**输入材料**

/---

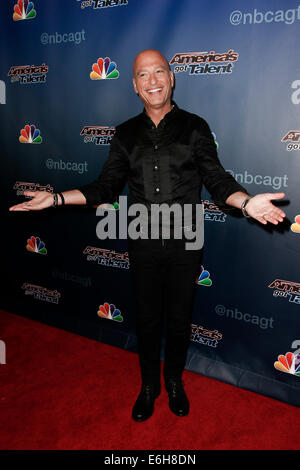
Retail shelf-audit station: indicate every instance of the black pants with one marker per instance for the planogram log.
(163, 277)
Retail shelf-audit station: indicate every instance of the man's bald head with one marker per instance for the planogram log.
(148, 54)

\---
/---

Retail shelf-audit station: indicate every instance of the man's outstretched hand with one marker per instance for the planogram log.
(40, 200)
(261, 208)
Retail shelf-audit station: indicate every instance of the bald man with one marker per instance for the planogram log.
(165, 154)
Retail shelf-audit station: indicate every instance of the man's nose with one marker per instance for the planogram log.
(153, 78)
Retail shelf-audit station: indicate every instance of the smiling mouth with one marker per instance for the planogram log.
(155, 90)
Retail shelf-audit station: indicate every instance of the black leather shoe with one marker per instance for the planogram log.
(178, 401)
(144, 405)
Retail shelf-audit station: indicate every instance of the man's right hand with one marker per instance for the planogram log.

\---

**任务要求**
请从含有“Retail shelf-audit station: indicate every instance of the bald”的那一行起，一直到含有“the man's right”的那一行止，逐字重复这些行，首尾两行都要包括。

**已解答问题**
Retail shelf-audit station: indicate every instance of the bald man with one marker per instance for the planogram log.
(165, 154)
Retail shelf-audit station: indicate every instance of the man's nose with one marker per instance for the planogram log.
(153, 78)
Retail shelf-audit station: indicate every instance of the smiling mouth with one marker per instance for the planogram log.
(155, 90)
Retail shelf-audit station: indicate every instance of the black leather shoe with one marker per instance for the planogram log.
(178, 401)
(144, 405)
Retail shelf-audit station: indicate every instance of the man's right hand with one marker per instance for the planogram log.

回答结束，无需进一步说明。